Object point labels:
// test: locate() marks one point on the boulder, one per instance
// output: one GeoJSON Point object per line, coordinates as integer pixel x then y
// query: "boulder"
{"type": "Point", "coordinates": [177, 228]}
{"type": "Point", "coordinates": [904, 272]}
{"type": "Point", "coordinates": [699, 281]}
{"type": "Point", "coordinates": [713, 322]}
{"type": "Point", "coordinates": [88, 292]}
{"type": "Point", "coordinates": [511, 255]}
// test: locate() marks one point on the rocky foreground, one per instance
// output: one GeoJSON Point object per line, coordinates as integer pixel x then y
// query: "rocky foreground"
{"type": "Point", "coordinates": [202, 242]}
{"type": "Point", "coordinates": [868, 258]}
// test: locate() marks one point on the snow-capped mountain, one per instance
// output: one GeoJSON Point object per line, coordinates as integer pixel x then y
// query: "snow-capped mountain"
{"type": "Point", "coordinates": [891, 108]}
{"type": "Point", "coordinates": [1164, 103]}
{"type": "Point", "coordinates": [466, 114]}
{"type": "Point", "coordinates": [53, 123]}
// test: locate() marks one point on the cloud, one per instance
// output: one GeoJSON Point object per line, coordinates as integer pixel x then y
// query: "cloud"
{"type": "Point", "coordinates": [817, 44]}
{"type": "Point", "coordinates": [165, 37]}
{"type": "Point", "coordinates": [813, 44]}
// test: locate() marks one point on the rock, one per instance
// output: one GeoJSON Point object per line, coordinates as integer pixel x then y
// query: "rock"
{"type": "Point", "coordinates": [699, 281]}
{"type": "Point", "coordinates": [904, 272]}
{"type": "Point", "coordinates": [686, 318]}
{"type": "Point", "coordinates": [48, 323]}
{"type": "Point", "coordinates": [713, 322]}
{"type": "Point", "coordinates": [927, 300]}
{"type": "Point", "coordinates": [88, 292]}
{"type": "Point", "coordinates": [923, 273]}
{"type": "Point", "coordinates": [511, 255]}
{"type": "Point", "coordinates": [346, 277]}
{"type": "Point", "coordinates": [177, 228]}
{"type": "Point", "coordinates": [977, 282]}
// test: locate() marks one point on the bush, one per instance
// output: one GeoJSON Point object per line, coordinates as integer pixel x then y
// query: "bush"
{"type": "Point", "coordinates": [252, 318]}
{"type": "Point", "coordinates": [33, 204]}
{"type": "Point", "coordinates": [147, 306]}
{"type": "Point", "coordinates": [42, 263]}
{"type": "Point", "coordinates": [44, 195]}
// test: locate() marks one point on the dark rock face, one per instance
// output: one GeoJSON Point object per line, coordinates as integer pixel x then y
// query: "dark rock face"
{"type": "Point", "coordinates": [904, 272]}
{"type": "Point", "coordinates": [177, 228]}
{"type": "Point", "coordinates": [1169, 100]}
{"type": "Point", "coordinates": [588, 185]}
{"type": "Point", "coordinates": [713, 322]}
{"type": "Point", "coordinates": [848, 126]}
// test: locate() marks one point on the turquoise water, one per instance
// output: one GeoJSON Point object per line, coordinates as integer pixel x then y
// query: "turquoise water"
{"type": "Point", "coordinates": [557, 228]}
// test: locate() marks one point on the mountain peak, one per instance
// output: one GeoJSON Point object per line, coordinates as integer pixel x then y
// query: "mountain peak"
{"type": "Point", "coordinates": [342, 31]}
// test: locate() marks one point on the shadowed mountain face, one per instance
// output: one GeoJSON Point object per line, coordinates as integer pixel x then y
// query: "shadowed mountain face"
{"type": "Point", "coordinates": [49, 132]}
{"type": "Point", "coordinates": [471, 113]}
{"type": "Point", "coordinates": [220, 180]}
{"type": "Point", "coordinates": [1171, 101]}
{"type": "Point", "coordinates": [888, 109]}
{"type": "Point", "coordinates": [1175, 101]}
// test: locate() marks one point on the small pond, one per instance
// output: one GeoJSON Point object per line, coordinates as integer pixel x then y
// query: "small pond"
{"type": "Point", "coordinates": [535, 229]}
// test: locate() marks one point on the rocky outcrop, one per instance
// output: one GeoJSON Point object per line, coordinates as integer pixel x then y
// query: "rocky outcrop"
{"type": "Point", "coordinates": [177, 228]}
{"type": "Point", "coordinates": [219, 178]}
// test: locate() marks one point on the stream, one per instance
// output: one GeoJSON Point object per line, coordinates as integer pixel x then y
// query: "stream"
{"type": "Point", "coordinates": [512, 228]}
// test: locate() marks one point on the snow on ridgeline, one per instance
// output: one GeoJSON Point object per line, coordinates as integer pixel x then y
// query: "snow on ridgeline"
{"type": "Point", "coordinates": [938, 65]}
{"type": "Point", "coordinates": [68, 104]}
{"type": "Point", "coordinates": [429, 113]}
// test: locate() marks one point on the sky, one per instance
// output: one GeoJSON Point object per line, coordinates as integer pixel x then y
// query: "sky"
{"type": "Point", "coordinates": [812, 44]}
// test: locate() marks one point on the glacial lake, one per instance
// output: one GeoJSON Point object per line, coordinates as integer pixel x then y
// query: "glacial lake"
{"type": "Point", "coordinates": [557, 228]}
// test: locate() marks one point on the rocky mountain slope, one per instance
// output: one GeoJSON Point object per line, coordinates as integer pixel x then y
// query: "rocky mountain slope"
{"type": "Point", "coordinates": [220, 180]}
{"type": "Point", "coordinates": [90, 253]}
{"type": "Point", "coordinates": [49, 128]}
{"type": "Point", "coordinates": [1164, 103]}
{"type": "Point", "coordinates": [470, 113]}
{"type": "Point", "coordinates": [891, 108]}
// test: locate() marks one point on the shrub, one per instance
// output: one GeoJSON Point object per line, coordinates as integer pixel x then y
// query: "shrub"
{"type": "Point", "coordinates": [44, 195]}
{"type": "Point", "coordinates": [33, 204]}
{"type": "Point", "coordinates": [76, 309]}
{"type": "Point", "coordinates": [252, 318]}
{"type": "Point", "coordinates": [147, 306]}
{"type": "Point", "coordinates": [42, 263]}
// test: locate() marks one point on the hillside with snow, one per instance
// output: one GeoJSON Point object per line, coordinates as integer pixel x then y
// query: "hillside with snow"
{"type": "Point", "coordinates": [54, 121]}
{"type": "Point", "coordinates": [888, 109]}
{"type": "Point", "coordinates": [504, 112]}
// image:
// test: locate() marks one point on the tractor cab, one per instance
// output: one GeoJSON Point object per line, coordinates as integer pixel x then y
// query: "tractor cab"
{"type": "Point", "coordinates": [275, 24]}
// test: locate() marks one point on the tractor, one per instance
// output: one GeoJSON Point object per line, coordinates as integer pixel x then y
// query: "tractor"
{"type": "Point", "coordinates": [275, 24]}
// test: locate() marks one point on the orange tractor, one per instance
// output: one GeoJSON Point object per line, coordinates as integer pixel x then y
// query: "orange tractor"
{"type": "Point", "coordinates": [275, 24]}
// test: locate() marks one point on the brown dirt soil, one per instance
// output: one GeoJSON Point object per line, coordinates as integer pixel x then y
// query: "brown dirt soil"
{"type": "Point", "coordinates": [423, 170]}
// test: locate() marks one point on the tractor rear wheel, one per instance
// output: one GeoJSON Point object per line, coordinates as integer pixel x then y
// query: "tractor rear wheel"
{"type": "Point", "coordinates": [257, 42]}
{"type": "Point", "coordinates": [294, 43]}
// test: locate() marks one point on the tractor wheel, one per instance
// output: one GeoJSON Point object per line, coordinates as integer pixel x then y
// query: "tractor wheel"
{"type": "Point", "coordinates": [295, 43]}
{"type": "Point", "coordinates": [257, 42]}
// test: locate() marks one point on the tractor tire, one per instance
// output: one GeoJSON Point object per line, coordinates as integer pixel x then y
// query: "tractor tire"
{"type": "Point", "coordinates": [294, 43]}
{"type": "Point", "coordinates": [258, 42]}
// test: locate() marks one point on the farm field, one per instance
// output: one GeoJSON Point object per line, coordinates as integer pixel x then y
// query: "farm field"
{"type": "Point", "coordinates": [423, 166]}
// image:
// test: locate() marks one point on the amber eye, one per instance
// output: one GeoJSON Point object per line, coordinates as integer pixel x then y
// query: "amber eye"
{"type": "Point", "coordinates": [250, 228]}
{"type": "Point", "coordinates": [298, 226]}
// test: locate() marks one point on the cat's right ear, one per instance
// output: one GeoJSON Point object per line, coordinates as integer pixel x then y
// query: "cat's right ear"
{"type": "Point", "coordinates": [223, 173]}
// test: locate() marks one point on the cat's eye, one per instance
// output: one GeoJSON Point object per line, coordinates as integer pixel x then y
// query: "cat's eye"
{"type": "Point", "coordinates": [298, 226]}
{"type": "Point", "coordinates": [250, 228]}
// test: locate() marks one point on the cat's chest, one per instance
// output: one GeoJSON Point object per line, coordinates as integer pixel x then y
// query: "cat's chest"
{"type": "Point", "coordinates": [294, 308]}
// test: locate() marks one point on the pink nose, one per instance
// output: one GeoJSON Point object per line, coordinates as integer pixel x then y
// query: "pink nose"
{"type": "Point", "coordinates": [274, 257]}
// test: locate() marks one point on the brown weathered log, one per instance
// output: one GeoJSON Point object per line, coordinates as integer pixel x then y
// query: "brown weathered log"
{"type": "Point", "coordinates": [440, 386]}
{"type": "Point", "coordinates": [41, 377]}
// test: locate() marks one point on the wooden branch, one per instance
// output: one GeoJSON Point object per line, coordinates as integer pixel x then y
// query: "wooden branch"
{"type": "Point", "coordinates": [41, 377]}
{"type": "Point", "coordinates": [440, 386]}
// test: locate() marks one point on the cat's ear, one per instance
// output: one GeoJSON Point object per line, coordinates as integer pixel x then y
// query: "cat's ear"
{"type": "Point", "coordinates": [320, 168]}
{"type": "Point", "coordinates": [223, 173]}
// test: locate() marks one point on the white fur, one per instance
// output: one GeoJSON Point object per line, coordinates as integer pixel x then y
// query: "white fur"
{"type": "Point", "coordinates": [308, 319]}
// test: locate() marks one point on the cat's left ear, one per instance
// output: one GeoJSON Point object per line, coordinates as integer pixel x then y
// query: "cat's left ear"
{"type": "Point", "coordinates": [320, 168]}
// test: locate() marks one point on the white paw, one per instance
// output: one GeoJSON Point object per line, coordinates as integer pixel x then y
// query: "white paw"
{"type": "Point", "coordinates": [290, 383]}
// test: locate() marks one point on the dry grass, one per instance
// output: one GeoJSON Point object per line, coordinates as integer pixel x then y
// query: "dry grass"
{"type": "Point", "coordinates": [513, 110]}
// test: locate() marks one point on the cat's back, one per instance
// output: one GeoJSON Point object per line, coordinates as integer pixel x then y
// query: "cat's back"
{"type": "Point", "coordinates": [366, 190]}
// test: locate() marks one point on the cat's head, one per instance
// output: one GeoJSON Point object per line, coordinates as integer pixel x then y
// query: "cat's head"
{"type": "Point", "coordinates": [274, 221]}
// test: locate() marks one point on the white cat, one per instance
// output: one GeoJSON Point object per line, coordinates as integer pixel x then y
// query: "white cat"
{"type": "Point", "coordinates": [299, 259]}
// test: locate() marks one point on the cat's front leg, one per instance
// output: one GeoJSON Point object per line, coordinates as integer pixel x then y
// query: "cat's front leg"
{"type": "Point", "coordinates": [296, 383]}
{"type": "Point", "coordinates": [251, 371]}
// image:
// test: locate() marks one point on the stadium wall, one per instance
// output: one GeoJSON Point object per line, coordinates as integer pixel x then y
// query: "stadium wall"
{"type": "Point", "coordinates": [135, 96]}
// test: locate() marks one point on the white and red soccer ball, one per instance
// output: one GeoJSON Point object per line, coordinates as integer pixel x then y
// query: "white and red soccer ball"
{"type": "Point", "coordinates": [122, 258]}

Work required:
Reproduce everything from the line containing "ball, one per instance" down to the end of the listing, with each line unchanged.

Final result:
// test: locate() marks one point on the white and red soccer ball, one per instance
// output: one GeoJSON Point object per line, coordinates as integer pixel x then y
// query: "white and red soccer ball"
{"type": "Point", "coordinates": [122, 258]}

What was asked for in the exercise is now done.